Kutipan Terpilih –
Tere Liye dan Asal Usul Pengingkaran Sejarah Gerakan Kiri di Indonesia
Sejarah acapkali bukan soal hitam atau putih, kadang-kadang malah berkisar pada wilayah yang abu-abu. Apa boleh buat.
SEBETULNYA, kalau saja pernyataan yang menihilkan peran tokoh-tokoh kiri (plus liberal dan aktivis HAM) itu datang dari seorang pemuda tanggung yang baru membaca satu-dua buku, mungkin masih bisa dimaklumi dan tak perlu dianggap soal besar. Tapi masalahnya pernyataan itu terlontar dari seorang penulis yang sudah menghasilkan puluhan karya yang kata-katanya selalu diamini oleh para penggemarnya.
Kalau kita perhatikan, pernyataan Tere Liye yang bercampur sinisme itu sebetulnya hendak menggugat mereka, para aktivis kiri, liberal dan HAM yang hidup di masa kini, sebagai konsekuensi dari menguatnya polarisasi kelompok sekularisme versus religius pada hari-hari terakhir ini. Sehingga pernyataan ahistorisnya itu terlontar hanya semata karena ingin menyebarkan keraguan atas peran kelompok tersebut dari sejarah di Indonesia sekaligus mendelegitimasi peran mereka di hari-hari ini.

Soal Tugas 1 –
Tolong salin baris-baris dari catatan tanpa perubahan apa pun, mulai dari baris yang memuat "the shirt collar?" dan berhenti setelah baris yang memuat "363 128 L 358". Kedua baris itu ikut disalin.

(Catatan wilayah berlabel)
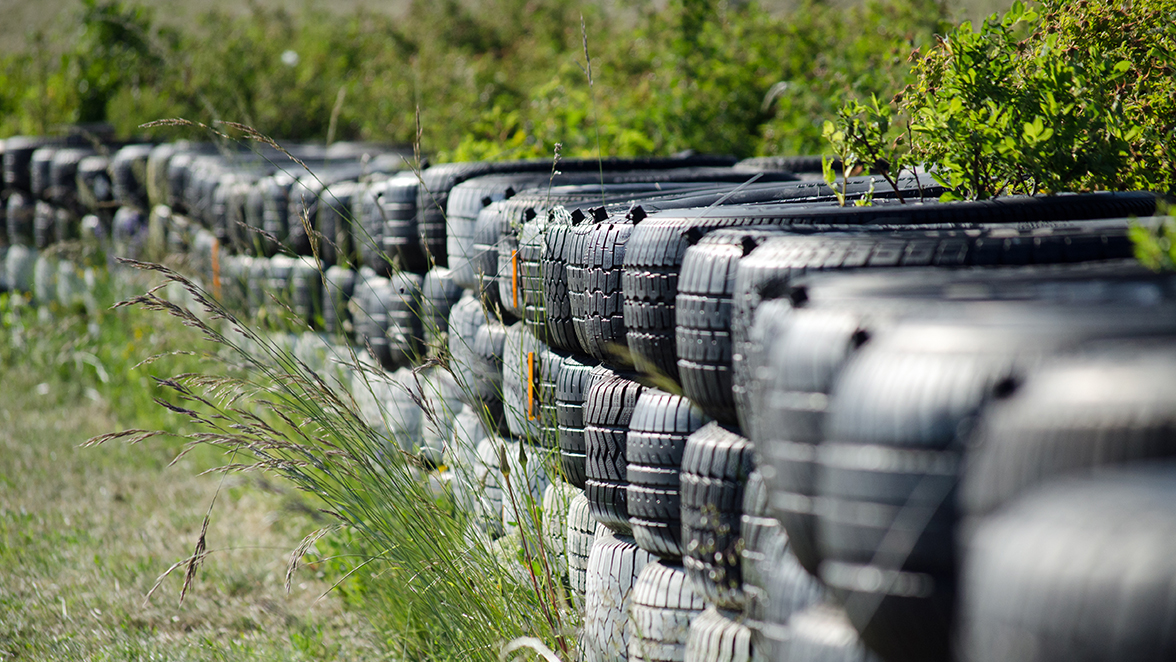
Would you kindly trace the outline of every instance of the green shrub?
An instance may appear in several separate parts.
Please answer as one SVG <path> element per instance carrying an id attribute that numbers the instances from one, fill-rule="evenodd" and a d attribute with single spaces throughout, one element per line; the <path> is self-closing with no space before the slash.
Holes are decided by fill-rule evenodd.
<path id="1" fill-rule="evenodd" d="M 547 156 L 556 143 L 568 156 L 815 153 L 838 100 L 894 94 L 944 15 L 935 0 L 806 0 L 783 15 L 703 0 L 450 0 L 396 19 L 249 5 L 169 32 L 146 9 L 86 0 L 76 33 L 0 59 L 0 132 L 106 119 L 125 138 L 171 139 L 139 127 L 181 116 L 407 145 L 419 109 L 440 160 Z"/>
<path id="2" fill-rule="evenodd" d="M 950 31 L 889 106 L 843 106 L 829 136 L 917 162 L 971 199 L 1176 187 L 1176 2 L 1020 0 Z M 891 122 L 891 116 L 901 118 Z"/>

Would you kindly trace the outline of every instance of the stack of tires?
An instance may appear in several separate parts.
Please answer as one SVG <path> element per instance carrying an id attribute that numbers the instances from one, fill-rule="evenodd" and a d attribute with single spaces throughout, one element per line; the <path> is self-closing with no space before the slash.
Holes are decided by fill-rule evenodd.
<path id="1" fill-rule="evenodd" d="M 379 460 L 447 482 L 472 543 L 520 577 L 542 555 L 581 660 L 1176 654 L 1149 194 L 947 203 L 908 176 L 843 207 L 811 159 L 2 152 L 7 289 L 76 306 L 107 256 L 182 255 L 349 387 Z"/>

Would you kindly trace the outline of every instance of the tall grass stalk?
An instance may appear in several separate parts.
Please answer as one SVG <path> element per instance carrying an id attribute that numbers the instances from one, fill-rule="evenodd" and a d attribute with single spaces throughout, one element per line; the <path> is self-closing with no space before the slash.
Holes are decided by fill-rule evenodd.
<path id="1" fill-rule="evenodd" d="M 185 436 L 188 447 L 209 444 L 229 457 L 248 459 L 219 470 L 278 474 L 316 496 L 325 513 L 356 531 L 368 586 L 387 606 L 386 636 L 400 656 L 496 660 L 502 643 L 519 636 L 567 650 L 568 633 L 561 631 L 557 616 L 566 606 L 552 600 L 550 573 L 542 573 L 548 588 L 541 588 L 536 577 L 521 577 L 503 562 L 487 539 L 470 535 L 472 522 L 455 507 L 449 489 L 430 480 L 428 467 L 410 449 L 361 419 L 340 377 L 310 369 L 182 274 L 159 265 L 132 266 L 182 287 L 201 314 L 160 296 L 162 286 L 119 307 L 173 315 L 248 368 L 246 377 L 186 373 L 159 380 L 181 402 L 165 406 L 200 428 Z M 342 373 L 359 375 L 358 383 L 383 379 L 379 369 L 349 354 L 335 357 Z M 91 442 L 143 434 L 125 430 Z M 520 510 L 533 509 L 532 502 Z M 321 535 L 327 534 L 310 537 Z M 537 530 L 526 531 L 524 539 L 541 540 Z M 523 548 L 542 549 L 526 543 Z M 295 553 L 292 567 L 298 557 Z"/>

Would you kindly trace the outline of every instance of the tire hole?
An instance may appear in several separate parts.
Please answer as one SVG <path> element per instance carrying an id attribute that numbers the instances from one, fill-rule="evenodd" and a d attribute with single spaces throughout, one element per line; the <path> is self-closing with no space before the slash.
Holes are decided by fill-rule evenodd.
<path id="1" fill-rule="evenodd" d="M 1020 381 L 1014 376 L 1004 377 L 1003 380 L 996 382 L 993 386 L 993 397 L 996 400 L 1005 400 L 1011 397 L 1016 393 L 1017 388 L 1021 387 Z"/>

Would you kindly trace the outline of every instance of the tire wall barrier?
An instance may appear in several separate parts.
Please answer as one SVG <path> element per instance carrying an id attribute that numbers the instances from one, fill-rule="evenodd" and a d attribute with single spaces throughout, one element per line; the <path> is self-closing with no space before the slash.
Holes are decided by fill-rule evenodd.
<path id="1" fill-rule="evenodd" d="M 922 175 L 841 207 L 801 156 L 414 173 L 292 146 L 310 176 L 2 147 L 5 290 L 86 308 L 115 256 L 175 260 L 345 385 L 472 543 L 541 551 L 581 660 L 1176 656 L 1150 194 L 949 203 Z"/>

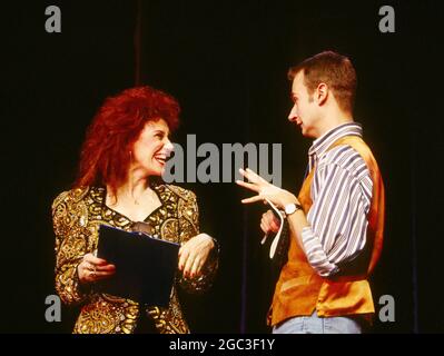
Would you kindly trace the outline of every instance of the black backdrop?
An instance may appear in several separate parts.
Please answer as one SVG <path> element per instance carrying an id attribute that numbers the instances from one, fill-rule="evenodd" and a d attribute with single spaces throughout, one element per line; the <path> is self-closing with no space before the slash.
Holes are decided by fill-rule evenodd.
<path id="1" fill-rule="evenodd" d="M 57 4 L 62 33 L 45 31 Z M 381 33 L 391 4 L 396 32 Z M 438 1 L 21 1 L 2 4 L 1 318 L 3 333 L 69 333 L 77 309 L 47 323 L 53 294 L 50 204 L 70 187 L 87 125 L 109 95 L 149 83 L 182 106 L 175 141 L 282 142 L 283 186 L 297 191 L 309 141 L 286 118 L 287 68 L 324 49 L 358 73 L 364 125 L 387 191 L 385 249 L 372 281 L 395 298 L 378 333 L 441 333 L 443 180 Z M 137 36 L 135 36 L 137 34 Z M 136 46 L 135 46 L 136 44 Z M 139 50 L 137 51 L 136 48 Z M 215 288 L 184 296 L 198 333 L 266 333 L 272 273 L 260 249 L 262 206 L 234 184 L 185 184 L 203 230 L 221 245 Z M 378 307 L 378 305 L 377 305 Z"/>

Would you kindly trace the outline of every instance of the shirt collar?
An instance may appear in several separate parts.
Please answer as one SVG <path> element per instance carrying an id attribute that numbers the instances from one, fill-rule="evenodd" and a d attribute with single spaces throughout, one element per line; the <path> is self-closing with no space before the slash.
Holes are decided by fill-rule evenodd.
<path id="1" fill-rule="evenodd" d="M 363 128 L 358 122 L 347 122 L 336 126 L 334 129 L 325 132 L 323 136 L 313 141 L 308 150 L 308 156 L 323 156 L 328 148 L 344 136 L 363 136 Z"/>

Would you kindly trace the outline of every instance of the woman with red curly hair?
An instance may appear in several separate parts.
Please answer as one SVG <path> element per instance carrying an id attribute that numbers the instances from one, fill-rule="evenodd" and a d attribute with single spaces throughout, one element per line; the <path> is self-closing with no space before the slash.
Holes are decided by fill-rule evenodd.
<path id="1" fill-rule="evenodd" d="M 208 288 L 218 254 L 216 240 L 199 234 L 196 196 L 160 179 L 179 111 L 171 96 L 150 87 L 108 98 L 88 129 L 73 189 L 52 204 L 56 289 L 66 304 L 81 305 L 73 333 L 189 333 L 176 287 L 191 293 Z M 95 283 L 116 271 L 95 256 L 100 225 L 142 229 L 181 244 L 168 307 L 95 290 Z"/>

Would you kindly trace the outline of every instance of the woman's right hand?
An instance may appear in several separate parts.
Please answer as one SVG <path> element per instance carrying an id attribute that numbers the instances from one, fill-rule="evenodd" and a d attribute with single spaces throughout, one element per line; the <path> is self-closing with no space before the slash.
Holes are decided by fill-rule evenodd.
<path id="1" fill-rule="evenodd" d="M 77 266 L 77 271 L 80 283 L 93 283 L 111 277 L 116 273 L 116 266 L 92 254 L 86 254 Z"/>
<path id="2" fill-rule="evenodd" d="M 273 214 L 272 210 L 263 214 L 263 218 L 260 220 L 260 228 L 265 234 L 276 234 L 279 230 L 279 219 Z"/>

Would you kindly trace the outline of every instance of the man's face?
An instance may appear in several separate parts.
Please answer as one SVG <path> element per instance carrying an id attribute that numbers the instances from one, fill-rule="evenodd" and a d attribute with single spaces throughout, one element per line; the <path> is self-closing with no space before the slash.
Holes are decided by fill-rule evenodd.
<path id="1" fill-rule="evenodd" d="M 304 85 L 304 72 L 299 71 L 293 79 L 292 86 L 293 108 L 288 120 L 300 127 L 305 137 L 317 137 L 318 111 L 313 93 L 308 93 Z"/>

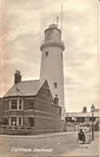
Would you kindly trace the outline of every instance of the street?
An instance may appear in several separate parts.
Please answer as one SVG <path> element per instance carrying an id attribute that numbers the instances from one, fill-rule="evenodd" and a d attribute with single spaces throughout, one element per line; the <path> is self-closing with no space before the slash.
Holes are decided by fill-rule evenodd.
<path id="1" fill-rule="evenodd" d="M 90 144 L 79 144 L 75 132 L 35 136 L 0 135 L 0 157 L 97 156 L 99 134 Z"/>

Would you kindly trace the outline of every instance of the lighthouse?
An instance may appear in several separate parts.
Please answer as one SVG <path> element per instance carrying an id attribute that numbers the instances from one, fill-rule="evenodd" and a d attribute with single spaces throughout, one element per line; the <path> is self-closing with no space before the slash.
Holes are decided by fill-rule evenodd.
<path id="1" fill-rule="evenodd" d="M 44 31 L 44 40 L 40 46 L 42 52 L 40 81 L 42 83 L 47 80 L 53 97 L 58 97 L 58 105 L 62 108 L 61 119 L 64 120 L 63 51 L 65 47 L 61 34 L 62 32 L 57 24 L 50 24 Z"/>

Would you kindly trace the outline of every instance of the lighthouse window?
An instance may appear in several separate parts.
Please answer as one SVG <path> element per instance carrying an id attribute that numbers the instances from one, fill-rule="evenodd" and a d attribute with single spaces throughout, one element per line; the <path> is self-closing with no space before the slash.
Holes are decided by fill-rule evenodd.
<path id="1" fill-rule="evenodd" d="M 54 82 L 54 87 L 57 88 L 57 82 Z"/>
<path id="2" fill-rule="evenodd" d="M 45 52 L 45 55 L 48 56 L 48 51 Z"/>

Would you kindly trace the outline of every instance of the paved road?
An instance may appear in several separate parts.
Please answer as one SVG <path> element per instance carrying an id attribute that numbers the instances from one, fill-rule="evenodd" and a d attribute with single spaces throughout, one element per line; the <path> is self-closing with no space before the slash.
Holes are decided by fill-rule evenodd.
<path id="1" fill-rule="evenodd" d="M 75 153 L 76 152 L 76 153 Z M 0 136 L 0 157 L 98 155 L 98 135 L 90 144 L 80 145 L 76 133 L 38 136 Z"/>

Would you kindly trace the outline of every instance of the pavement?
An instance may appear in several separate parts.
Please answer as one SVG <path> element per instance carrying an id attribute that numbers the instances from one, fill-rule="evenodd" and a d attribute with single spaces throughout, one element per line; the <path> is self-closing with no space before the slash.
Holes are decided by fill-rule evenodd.
<path id="1" fill-rule="evenodd" d="M 99 138 L 79 144 L 77 132 L 49 133 L 33 136 L 0 135 L 0 157 L 71 157 L 98 156 Z"/>

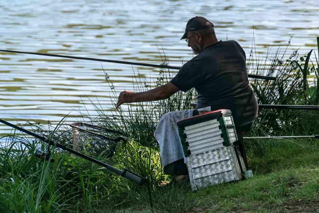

Soal Tugas 2 –
Jawab pertanyaan berikut berdasarkan kutipan terpilih.
(a) Selain hitam atau putih, sejarah kadang-kadang berkisar pada wilayah apa?
(b) Selain tokoh-tokoh kiri, peran siapa saja yang dinihilkan oleh pernyataan itu?
(c) Polarisasi antara kelompok apa yang disebut menguat pada hari-hari terakhir ini?

Hasil 1 –
Would you kindly trace the outline of every instance of the shirt collar?
An instance may appear in several separate parts.
Please answer as one SVG <path> element per instance carrying an id attribute that numbers the instances from one, fill-rule="evenodd" and a d attribute with single spaces throughout, one element per line; the <path> is self-closing with no space before the slash.
Holes are decided by fill-rule evenodd.
<path id="1" fill-rule="evenodd" d="M 363 128 L 358 122 L 347 122 L 336 126 L 334 129 L 325 132 L 323 136 L 313 141 L 308 150 L 308 156 L 323 156 L 328 148 L 344 136 L 363 136 Z"/>

Hasil 2 –
(a) Wilayah yang abu-abu.
(b) Kaum liberal dan aktivis HAM.
(c) Kelompok sekularisme versus religius.